DATA TO PROCESS:
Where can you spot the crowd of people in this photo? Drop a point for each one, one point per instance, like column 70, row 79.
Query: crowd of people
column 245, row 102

==

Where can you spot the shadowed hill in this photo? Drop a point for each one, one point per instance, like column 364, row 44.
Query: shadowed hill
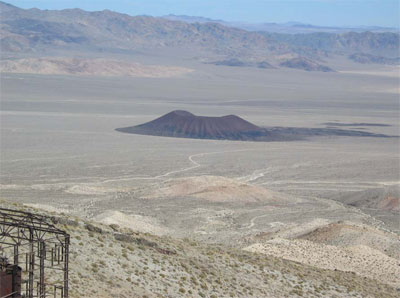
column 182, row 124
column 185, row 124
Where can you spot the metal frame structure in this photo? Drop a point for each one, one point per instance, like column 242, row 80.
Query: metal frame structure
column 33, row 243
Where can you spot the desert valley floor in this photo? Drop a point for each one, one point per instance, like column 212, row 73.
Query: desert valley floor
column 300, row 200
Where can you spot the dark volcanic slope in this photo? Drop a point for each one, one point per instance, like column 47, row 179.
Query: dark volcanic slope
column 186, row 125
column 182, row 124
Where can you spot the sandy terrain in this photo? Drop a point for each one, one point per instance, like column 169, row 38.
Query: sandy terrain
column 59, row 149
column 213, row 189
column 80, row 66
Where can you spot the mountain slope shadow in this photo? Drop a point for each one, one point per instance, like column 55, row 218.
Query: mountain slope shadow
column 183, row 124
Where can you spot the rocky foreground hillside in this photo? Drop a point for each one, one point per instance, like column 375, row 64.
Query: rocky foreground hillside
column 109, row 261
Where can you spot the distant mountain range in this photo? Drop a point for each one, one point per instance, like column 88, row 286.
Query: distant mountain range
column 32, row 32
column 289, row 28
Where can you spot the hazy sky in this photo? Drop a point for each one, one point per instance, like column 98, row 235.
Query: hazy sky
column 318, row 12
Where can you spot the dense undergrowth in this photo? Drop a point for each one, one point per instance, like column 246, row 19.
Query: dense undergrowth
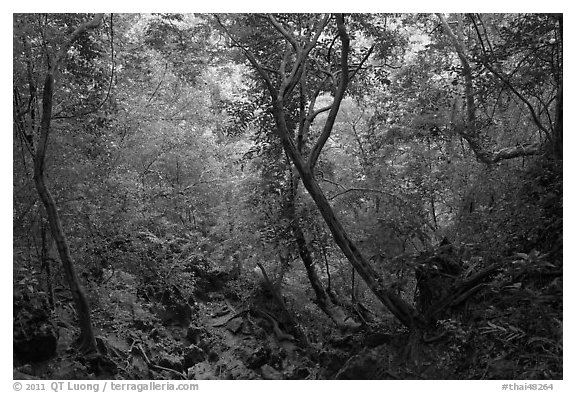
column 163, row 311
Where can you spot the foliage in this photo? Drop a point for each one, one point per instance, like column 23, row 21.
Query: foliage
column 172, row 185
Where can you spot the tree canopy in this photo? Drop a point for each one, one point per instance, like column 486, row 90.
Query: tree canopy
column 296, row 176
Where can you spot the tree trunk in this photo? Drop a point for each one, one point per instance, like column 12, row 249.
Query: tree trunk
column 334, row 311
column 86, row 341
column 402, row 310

---

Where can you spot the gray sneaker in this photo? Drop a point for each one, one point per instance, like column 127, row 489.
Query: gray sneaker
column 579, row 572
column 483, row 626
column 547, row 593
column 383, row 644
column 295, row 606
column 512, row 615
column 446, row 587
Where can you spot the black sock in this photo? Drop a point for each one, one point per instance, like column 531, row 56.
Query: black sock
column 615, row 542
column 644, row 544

TASK DESCRIPTION: Copy the entries word for word, starting at the line that contains "Where can you spot the rocky" and ending after the line that contains "column 402, row 310". Leave the pictures out of your answer.

EXERCISE RESULT:
Where can you spot the rocky foreground hillside in this photo? Drop a point for each one, one point per instance, like column 375, row 64.
Query: rocky foreground hillside
column 109, row 261
Where can you spot the distant mountain range in this photo? Drop a point for each one, one point per instance, like column 88, row 286.
Query: distant mountain range
column 32, row 32
column 289, row 28
Where can you spot the hazy sky in this photo? Drop a point for each one, one point per instance, like column 98, row 235.
Query: hazy sky
column 318, row 12
Where can you spot the dense undergrowth in this photo? Drop a point for each one, one point per instance, like column 246, row 19.
Query: dense undergrowth
column 163, row 311
Where can you spot the foliage in this photo? Drop a point for each one, one point per instance, like column 23, row 21.
Query: foliage
column 172, row 185
Where can you spot the tree canopy in this photo? Drop a point for each one, one point per instance, like column 486, row 90.
Query: tree canopy
column 296, row 176
Where can you spot the tree trunk in this photo? Drop a point for each one, one point per instance, like column 12, row 249.
Query: tree trunk
column 334, row 311
column 86, row 341
column 402, row 310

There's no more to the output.